Records excerpted from a collection
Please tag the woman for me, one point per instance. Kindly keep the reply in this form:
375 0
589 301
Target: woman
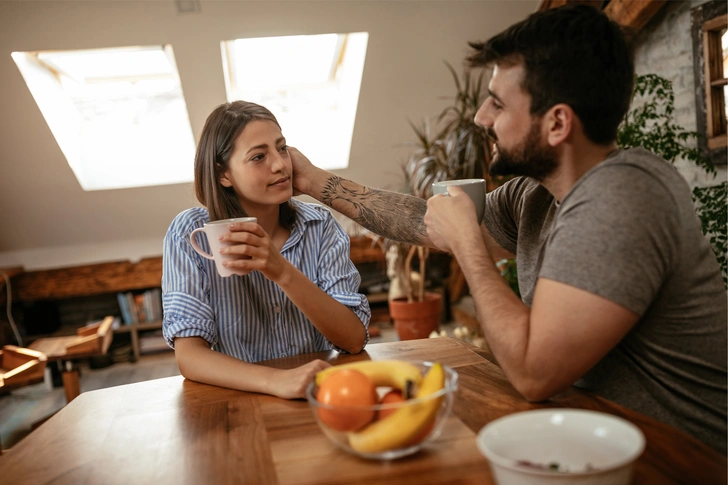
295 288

==

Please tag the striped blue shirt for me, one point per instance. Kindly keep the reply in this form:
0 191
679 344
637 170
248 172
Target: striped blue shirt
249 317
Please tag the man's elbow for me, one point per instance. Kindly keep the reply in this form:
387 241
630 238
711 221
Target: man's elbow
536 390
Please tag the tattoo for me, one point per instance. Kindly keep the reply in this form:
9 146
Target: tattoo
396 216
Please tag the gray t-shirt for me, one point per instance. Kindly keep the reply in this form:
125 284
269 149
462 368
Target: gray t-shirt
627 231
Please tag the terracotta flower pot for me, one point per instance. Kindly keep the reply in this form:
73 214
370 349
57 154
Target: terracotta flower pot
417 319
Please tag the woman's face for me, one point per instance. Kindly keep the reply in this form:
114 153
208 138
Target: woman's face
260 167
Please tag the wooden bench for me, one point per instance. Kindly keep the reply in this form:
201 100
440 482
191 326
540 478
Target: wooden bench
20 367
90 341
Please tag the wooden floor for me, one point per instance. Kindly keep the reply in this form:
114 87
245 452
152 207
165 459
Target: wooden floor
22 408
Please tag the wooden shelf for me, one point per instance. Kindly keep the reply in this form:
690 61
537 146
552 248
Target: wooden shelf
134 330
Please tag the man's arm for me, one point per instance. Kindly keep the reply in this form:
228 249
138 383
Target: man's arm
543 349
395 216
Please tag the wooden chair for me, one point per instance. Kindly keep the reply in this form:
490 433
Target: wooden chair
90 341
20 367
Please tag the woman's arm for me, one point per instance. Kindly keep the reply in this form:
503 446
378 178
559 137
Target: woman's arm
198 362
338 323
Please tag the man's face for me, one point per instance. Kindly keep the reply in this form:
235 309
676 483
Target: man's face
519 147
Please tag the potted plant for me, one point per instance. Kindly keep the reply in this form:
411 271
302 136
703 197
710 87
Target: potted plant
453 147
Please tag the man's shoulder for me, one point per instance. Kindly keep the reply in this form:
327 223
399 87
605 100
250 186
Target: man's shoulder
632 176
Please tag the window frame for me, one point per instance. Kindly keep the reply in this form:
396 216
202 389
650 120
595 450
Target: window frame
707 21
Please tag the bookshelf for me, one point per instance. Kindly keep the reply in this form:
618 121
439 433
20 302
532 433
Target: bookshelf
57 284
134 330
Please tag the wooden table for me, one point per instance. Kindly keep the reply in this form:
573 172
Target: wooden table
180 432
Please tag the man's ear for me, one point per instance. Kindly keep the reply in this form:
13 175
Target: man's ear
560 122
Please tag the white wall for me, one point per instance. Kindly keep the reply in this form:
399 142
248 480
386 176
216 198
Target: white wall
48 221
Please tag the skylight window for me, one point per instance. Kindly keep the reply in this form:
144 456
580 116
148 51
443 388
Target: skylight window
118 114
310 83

• [Task]: In the data above, find the line with "Target: terracotta flower pot" and the line with "Please tag the wooden shelf". Retype both, plus every line between them, exactly.

• [Expected output]:
Target: terracotta flower pot
417 319
Please tag the woman's face for me, one point per instance. Kindly keep the reply in this form:
114 153
208 138
Target: woman's face
260 167
Please tag the wooden bench for me, one point per instance. Kindly keep the reply in this form:
201 100
440 482
191 326
540 478
Target: wooden bench
20 367
90 341
Please tag the wooden floor for me, one point per instance. Kindly keep the reply in this form:
114 87
245 452
152 207
165 459
Target: wooden floor
22 408
Please tag the wooden shelf for me, one point per instance. Kindly keep the reply in this form:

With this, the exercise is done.